Data records:
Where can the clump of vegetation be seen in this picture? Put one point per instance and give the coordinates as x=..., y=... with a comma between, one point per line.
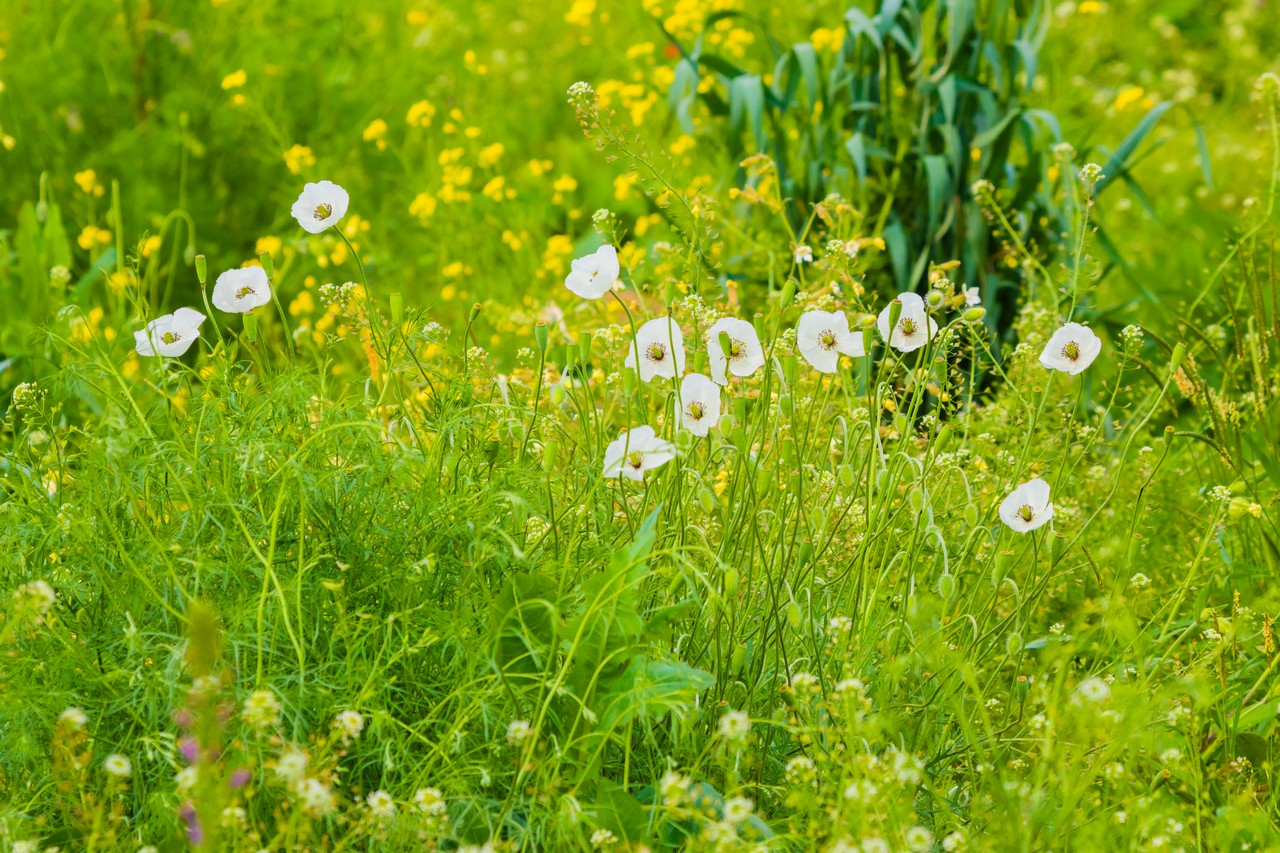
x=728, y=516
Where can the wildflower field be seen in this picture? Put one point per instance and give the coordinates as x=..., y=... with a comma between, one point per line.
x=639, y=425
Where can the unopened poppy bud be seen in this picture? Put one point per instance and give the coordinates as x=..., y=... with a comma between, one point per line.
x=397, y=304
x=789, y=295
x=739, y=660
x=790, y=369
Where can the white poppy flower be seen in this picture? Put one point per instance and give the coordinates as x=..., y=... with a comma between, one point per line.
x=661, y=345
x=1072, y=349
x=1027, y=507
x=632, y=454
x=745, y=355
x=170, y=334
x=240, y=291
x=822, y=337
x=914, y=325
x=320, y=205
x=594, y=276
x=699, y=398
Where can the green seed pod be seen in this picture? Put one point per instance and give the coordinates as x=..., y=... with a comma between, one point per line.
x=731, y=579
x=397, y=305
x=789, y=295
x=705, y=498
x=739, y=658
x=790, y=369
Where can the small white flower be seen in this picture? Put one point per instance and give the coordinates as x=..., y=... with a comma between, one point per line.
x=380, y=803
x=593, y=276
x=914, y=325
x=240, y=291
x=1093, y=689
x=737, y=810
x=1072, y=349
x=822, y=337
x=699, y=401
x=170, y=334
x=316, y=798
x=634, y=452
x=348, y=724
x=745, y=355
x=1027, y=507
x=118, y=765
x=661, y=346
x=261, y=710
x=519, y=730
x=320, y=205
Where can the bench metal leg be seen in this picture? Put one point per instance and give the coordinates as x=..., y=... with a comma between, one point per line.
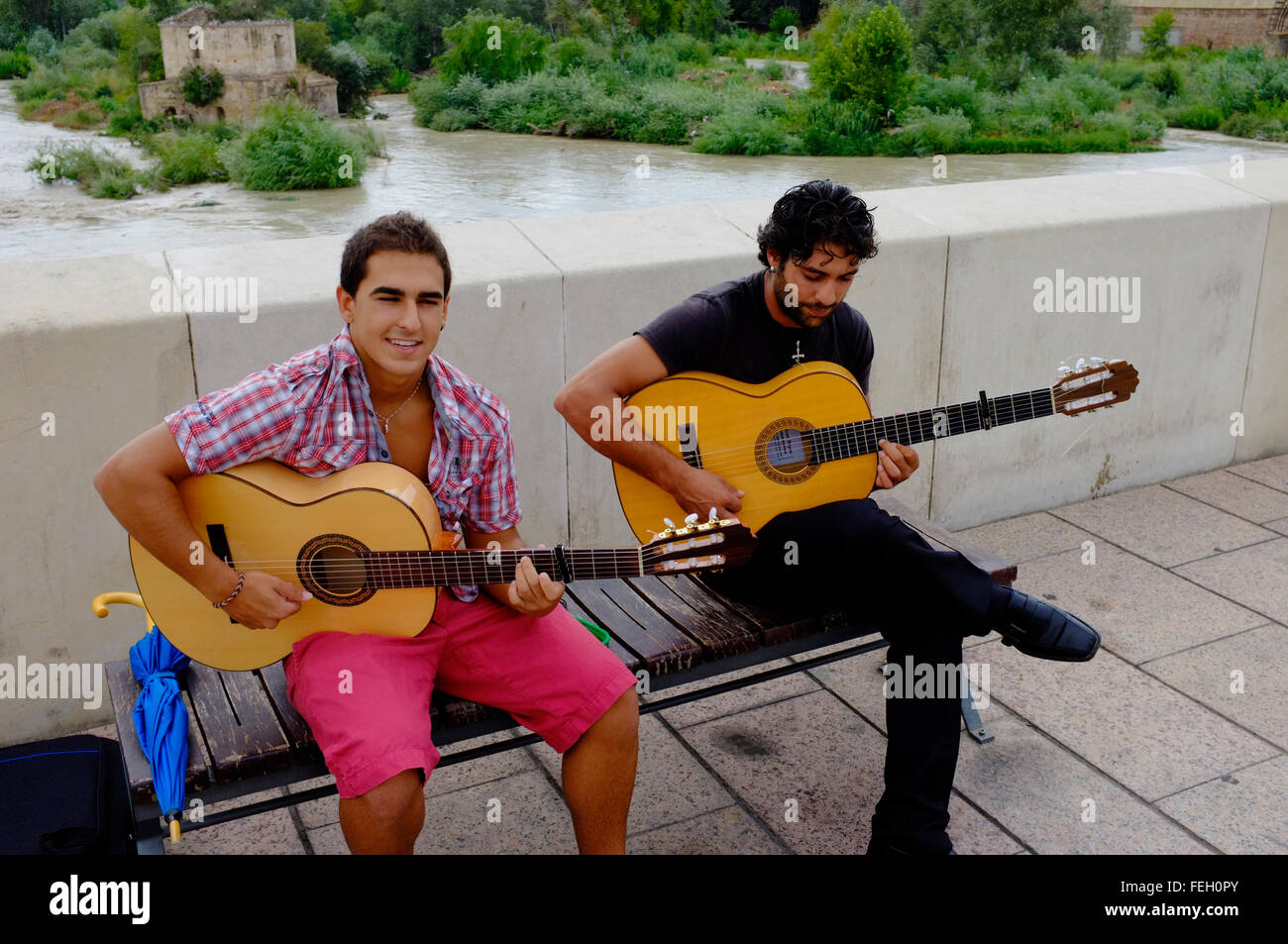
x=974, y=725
* * *
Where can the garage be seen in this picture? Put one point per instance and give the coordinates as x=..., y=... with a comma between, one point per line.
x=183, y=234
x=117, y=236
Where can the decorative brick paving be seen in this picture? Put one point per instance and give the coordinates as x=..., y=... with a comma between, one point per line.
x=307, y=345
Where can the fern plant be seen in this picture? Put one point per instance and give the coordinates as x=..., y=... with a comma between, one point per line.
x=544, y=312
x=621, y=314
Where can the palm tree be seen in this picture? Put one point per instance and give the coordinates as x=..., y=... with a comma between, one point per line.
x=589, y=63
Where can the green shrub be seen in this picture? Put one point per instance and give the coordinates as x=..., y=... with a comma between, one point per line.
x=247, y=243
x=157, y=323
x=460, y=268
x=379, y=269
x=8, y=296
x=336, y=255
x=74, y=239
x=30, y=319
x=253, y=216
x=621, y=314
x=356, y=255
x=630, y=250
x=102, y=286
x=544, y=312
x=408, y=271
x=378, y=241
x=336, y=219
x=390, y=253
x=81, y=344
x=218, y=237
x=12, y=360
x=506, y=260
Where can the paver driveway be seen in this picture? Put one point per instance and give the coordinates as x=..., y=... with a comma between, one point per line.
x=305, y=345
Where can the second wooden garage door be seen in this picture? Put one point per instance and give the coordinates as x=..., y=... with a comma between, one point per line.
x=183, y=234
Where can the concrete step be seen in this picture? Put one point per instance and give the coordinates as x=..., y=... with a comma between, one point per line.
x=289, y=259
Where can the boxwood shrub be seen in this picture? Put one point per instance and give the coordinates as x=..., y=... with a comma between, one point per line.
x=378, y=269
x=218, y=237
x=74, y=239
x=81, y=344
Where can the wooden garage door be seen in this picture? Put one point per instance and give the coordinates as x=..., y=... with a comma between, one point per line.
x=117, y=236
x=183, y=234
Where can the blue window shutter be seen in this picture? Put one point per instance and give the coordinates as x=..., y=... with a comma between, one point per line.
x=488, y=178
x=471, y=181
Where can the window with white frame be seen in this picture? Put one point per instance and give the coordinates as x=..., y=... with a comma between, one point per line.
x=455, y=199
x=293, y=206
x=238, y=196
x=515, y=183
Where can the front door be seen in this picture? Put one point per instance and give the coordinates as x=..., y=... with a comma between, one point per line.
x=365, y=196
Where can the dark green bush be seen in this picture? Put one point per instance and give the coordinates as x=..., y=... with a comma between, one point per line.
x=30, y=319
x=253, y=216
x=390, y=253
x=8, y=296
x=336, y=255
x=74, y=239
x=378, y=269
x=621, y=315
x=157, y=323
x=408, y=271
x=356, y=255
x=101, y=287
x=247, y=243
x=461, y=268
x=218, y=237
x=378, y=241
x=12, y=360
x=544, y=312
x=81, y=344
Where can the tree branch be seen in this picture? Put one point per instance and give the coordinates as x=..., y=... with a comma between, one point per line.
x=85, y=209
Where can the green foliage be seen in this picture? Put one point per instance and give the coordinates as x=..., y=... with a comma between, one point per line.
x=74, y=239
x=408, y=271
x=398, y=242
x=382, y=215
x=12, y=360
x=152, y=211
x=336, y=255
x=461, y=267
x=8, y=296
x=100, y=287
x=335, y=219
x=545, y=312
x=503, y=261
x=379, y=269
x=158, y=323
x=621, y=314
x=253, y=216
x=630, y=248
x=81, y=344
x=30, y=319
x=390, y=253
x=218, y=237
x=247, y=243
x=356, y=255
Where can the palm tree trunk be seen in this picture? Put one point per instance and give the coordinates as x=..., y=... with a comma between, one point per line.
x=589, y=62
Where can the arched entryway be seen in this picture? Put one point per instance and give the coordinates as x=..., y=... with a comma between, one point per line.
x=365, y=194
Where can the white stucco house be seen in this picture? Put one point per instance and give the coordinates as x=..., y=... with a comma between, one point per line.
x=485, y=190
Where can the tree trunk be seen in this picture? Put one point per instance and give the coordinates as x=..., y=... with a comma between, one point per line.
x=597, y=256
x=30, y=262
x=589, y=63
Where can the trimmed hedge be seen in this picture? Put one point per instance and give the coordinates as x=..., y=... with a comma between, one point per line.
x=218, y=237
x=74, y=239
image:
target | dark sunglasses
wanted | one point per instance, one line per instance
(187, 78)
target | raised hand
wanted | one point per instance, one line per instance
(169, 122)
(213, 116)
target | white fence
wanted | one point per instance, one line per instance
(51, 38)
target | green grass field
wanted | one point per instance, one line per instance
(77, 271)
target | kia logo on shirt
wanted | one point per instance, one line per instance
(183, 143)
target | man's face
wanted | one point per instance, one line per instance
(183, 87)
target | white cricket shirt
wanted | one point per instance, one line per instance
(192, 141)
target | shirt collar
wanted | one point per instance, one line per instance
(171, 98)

- Exercise task: Convert the lines from the one containing "Where can the clump" through the one containing "x=639, y=425", both included, into a JSON list of strings with one string per line and no blank lines. Omit the pictures from the answer.

- Final result:
[
  "Where can the clump of vegetation be seen in this picture? Put one point per instance and give the coordinates as x=..., y=... with a comma between, one point per line.",
  "x=728, y=516",
  "Where can the wildflower field be seen in this picture? Put one point per instance and give the coordinates as x=..., y=... with a comma between, one point per line.",
  "x=639, y=425"
]